-- YOUR INSTRUCTIONS --
Summarize the excerpt on American history below in two sentences.

As Americans, it is sometimes difficult to look at our own history with honesty. It is often said that the “original sin” of America is slavery, but I think we must grapple with the actuality that there are two essentially economic-based social and cultural wounds at the heart of the American project. First, there is the forced dispossession of the people who were on the land itself, and second, the forced migration and enslavement of Africans for the benefit of white Americans and their economic development. We must learn as much as we can about the history of the last five hundred years in North America in an unromanticized, clear-eyed effort to fully comprehend what our forebears did in the course of creating the American dream all of us are allowed thereby to enjoy. The truth in all its complexity should serve as counterweight to the false narratives and self-serving images we choose to live by, all created as a form of ongoing social control.

-- SOURCE MATERIAL --
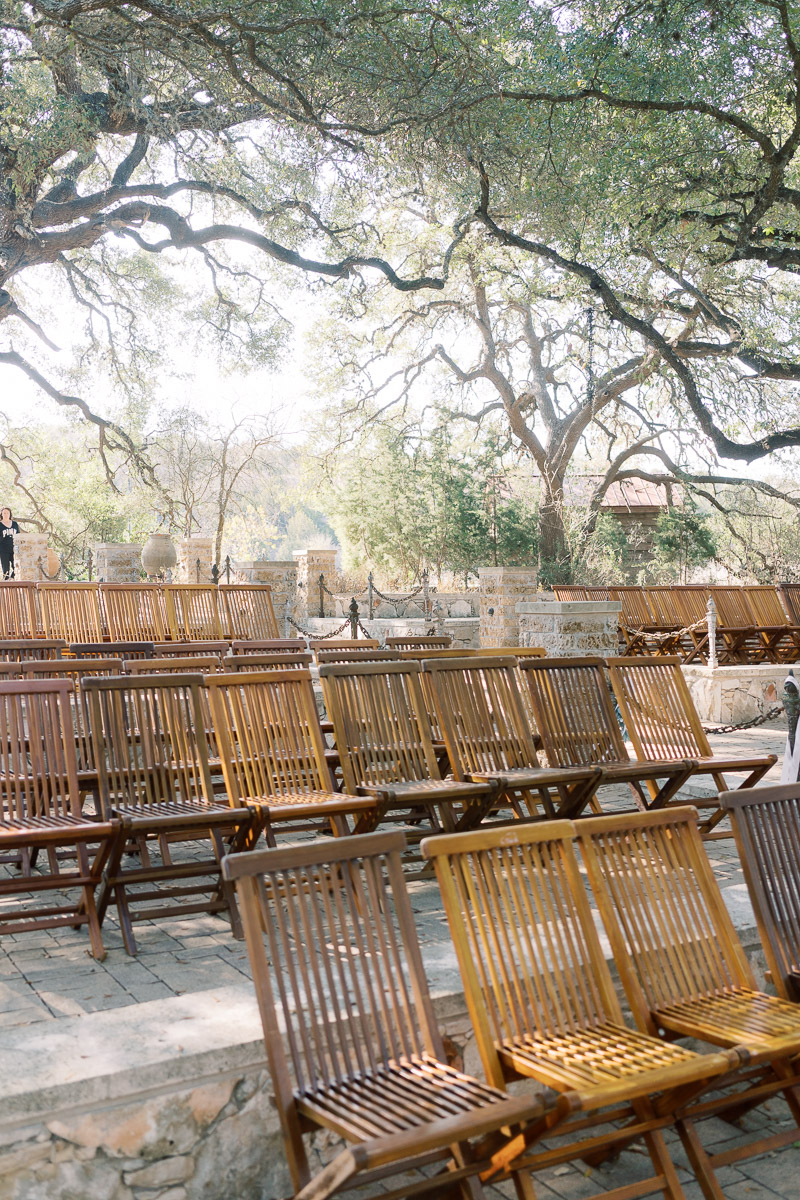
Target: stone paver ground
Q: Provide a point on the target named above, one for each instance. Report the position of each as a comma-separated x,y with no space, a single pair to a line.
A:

-- WORKED ANSWER --
Rather than treating slavery alone as America's "original sin," the excerpt identifies two economically based wounds at the heart of the American project: the forced dispossession of the people already on the land, and the forced migration and enslavement of Africans for the economic benefit of white Americans. It calls for a clear-eyed, unromanticized study of the last five hundred years of North American history so that the truth, in all its complexity, can counter the false narratives created as a form of ongoing social control.